## Testo di partenza
Il toro salta nella cavea e muggisce, agli ebeti urlanti, ubriachi di sangue, la sua disperazione. Chi è l’animale? Chi invoca pietà e chiede una ragione, una qualsiasi, di tanto scempio, di tanta beante idiota crudeltà? Chi alza il capo al cielo, col corpo pesto, insanguinato? O gli spettatori che sono deliziati da questo show inaspettato, da questa ulteriore scarica di adrenalina?

C’è una capretta sull’uscio della macelleria. Io sono seduta sulle scale del portone. Le zampe sono legate, tutte e quattro, in un unico nodo, come i gambi di un mazzo di fiori. Avrò sei o sette anni. Nei paesi, allora, gli animali si macellavano sotto gli occhi degli acquirenti. Il suo belato sommesso, desolato, intermittente, mi strazia. Pian piano, senza farmi scorgere, allento le corde. L’animale in un attimo si libera e inizia la sua fuga, mentre una folla di uomini urlanti la insegue.

Non so se l’ho salvata.

Non credo.

La mucca in fila al mattatoio riesce a fuggire. Vaga per gli spazi urbani, zigzaga tra le macchine, evita i pedoni, e anela, anela. Cosa? La libertà. Il benessere. La vita. Non vuole essere macellata, smembrata. Sa, ha visto, ha odorato la paura, sentito i lamenti. É manifestazione di un istinto, o un atto di resistenza più o meno consapevole? E’ un ‘eccezione alla regola che vuole gli animali come semplici oggetti da sfruttare, quindi supine, quasi compiaciute vittime del nostro antropocentrismo ottuso, o tutti, senza eccezione, cercano di fuggire, di rivoltarsi?

Resistenza animale. Gli animali si ribellano al destino che noi, padroni del creato, abbiamo loro riservato. E di questi episodi parla il saggio “Animali in rivolta” di Sarat Colling (Mimesis), leggendoli non come qualcosa di occasionale, istintuale, che sfocia nell’eccezione e nell’aneddotica, ma come un gesto di resistenza, valido per sé e non solo (è di pochi giorni fa la notizia che alcuni pappagallini organizzati in ‘pattuglie’ andavano ad aprire le gabbia di loro simili).

## Esercizio assegnato 1
Quale saggio cita il testo sulla resistenza animale e chi lo ha scritto?

## Dati registrati
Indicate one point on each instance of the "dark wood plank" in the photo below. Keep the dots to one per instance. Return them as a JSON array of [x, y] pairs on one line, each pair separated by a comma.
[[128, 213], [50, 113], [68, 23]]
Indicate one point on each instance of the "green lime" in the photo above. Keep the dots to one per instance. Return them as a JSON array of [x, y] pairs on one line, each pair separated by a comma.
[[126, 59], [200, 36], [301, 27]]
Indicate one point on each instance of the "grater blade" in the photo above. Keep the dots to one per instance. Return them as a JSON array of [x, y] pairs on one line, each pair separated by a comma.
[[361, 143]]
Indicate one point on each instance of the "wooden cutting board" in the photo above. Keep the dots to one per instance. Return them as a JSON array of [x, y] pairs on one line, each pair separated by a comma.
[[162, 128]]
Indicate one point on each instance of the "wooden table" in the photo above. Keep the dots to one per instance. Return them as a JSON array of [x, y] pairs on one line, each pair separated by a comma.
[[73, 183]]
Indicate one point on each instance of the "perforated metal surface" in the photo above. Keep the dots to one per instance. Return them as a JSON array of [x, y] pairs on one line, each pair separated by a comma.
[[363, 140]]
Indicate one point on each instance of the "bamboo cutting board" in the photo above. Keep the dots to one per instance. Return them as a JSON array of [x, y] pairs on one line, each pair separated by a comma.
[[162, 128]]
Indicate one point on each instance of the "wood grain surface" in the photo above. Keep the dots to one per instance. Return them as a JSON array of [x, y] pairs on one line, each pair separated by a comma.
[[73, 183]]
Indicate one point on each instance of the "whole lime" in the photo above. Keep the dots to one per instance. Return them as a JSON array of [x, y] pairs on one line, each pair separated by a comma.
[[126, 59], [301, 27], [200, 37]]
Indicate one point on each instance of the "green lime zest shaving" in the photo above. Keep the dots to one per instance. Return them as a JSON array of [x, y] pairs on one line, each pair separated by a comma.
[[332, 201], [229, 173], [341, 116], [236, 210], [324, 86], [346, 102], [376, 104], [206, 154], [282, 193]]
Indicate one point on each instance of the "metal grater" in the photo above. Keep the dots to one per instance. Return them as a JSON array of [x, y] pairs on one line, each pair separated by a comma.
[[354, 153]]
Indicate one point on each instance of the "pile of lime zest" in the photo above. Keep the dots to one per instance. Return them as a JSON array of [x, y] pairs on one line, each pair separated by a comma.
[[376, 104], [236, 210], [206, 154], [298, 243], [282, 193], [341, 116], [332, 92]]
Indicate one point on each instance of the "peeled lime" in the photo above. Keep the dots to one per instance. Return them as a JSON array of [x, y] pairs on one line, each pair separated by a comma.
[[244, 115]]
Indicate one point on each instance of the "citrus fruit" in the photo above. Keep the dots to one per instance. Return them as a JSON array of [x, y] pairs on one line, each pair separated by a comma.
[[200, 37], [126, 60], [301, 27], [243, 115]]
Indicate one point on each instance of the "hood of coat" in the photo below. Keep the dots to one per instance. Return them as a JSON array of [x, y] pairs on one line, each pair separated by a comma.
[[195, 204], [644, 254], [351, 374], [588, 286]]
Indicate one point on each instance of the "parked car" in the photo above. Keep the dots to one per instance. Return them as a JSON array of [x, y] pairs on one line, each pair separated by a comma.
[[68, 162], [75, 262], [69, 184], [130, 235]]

## Esercizio assegnato 2
Per favore, conta le righe dei record che contengono la stringa "below", tenendo distinte maiuscole e minuscole, e scrivi soltanto il numero.

## Risultato 1
Il saggio "Animali in rivolta" di Sarat Colling, edito da Mimesis.

## Risultato 2
2